[Natural language region descriptions]
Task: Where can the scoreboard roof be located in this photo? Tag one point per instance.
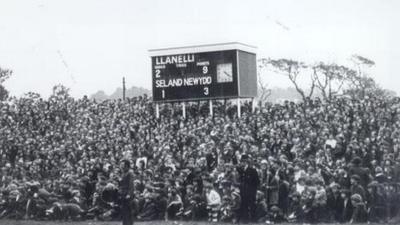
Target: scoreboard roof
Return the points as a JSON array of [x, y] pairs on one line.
[[203, 48]]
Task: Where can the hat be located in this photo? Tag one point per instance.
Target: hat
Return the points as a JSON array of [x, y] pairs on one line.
[[357, 198], [275, 209], [356, 177], [244, 157], [356, 161]]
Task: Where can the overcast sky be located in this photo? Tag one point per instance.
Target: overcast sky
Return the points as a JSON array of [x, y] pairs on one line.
[[90, 45]]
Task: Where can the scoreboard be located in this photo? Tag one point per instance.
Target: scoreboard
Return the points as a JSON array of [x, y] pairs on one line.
[[203, 72]]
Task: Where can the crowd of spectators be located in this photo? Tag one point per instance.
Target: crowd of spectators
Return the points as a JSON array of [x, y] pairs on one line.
[[315, 161]]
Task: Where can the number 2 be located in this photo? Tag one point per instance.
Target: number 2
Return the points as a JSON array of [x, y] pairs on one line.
[[206, 92], [205, 69]]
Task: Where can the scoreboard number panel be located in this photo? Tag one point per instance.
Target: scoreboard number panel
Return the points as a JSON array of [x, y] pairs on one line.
[[196, 75]]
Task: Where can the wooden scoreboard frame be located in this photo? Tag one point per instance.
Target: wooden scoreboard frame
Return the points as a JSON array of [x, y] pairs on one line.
[[204, 72]]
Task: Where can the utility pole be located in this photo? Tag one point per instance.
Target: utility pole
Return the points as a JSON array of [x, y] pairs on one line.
[[123, 88]]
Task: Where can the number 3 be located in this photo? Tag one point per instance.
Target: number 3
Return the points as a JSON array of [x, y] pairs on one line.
[[206, 92]]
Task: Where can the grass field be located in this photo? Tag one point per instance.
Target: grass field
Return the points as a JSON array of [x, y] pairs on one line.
[[30, 222]]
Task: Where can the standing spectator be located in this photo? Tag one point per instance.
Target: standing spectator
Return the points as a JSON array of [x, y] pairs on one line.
[[249, 182], [126, 188]]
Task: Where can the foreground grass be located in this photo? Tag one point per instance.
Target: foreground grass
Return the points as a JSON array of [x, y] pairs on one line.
[[91, 222]]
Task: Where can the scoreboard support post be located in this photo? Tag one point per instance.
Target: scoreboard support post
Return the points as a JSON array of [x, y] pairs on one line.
[[211, 108], [157, 111], [238, 105], [183, 110]]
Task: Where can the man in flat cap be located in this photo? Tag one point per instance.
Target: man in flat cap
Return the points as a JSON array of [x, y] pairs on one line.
[[249, 182]]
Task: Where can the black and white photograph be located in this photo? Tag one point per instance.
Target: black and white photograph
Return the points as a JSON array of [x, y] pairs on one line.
[[199, 112]]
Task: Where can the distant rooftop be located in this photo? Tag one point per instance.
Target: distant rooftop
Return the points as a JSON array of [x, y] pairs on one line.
[[203, 48]]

§ Work item: Return the lines of the records that include the string "rooftop".

§ Solution to this exercise:
Task: Where can the distant rooftop be located in this photo? Tag one point per instance.
Target: distant rooftop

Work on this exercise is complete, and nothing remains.